Exercise instructions =
Please locate each line in the listing below that contains the string "target" with matching case, and copy those lines.

Segmentation labeling entries:
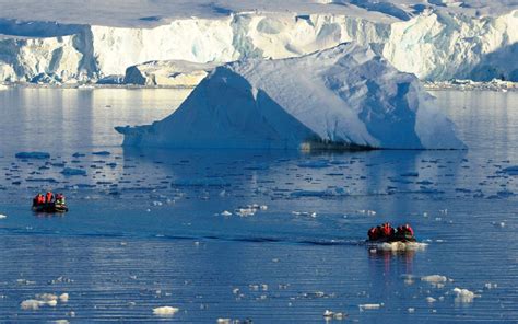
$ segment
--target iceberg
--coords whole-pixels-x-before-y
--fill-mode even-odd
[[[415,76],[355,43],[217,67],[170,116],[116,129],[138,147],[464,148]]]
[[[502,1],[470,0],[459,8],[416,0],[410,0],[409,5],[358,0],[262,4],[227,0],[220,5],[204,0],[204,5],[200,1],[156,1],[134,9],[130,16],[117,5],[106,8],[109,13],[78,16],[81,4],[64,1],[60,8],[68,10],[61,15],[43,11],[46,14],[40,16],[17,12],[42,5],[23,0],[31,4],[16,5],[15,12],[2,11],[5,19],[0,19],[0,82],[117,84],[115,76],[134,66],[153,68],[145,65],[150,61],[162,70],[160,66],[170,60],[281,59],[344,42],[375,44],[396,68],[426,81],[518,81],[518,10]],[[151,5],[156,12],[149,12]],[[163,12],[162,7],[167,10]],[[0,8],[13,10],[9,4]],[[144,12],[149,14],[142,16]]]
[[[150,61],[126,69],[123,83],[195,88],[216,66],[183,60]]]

...

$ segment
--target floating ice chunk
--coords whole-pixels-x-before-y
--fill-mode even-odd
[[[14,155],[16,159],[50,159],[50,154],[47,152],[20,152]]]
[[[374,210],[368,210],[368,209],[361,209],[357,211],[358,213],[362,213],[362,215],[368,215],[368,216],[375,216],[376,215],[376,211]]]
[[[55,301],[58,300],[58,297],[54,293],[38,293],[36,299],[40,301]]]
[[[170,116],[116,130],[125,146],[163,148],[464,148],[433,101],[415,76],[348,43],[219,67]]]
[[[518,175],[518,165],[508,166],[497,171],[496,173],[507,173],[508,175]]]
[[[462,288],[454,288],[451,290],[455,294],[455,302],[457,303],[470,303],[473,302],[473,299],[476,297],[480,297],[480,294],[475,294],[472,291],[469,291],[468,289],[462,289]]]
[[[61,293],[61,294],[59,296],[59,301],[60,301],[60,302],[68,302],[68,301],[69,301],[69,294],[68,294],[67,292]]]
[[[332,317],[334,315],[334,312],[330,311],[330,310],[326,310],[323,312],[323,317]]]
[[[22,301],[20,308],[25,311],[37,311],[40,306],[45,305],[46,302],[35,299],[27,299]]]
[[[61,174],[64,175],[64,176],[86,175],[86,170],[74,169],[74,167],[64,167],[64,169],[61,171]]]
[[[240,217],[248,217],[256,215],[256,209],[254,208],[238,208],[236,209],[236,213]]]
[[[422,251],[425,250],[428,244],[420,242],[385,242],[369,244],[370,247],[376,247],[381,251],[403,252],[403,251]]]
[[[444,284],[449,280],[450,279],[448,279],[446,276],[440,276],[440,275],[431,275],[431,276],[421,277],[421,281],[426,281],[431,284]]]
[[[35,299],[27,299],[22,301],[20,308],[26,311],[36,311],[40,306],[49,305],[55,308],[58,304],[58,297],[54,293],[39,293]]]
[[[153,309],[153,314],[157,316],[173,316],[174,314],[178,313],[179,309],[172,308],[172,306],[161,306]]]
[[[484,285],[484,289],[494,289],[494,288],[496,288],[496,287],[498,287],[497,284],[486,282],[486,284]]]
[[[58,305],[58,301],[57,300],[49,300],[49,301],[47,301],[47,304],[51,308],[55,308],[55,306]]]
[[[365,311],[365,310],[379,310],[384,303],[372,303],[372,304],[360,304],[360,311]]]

--

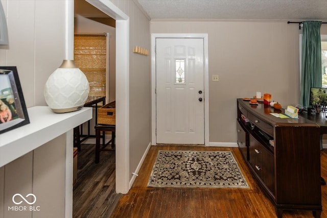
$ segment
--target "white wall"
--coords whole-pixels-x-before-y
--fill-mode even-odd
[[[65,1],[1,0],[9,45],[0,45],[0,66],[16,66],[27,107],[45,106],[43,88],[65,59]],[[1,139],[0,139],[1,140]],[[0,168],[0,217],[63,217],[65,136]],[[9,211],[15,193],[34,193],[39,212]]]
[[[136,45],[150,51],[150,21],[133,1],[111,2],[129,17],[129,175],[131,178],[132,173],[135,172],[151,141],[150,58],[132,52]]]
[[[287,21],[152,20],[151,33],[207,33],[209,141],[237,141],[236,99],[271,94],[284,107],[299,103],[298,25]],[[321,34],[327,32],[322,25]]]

Written response =
--target iceberg
--target floating ice chunk
--target "white wall"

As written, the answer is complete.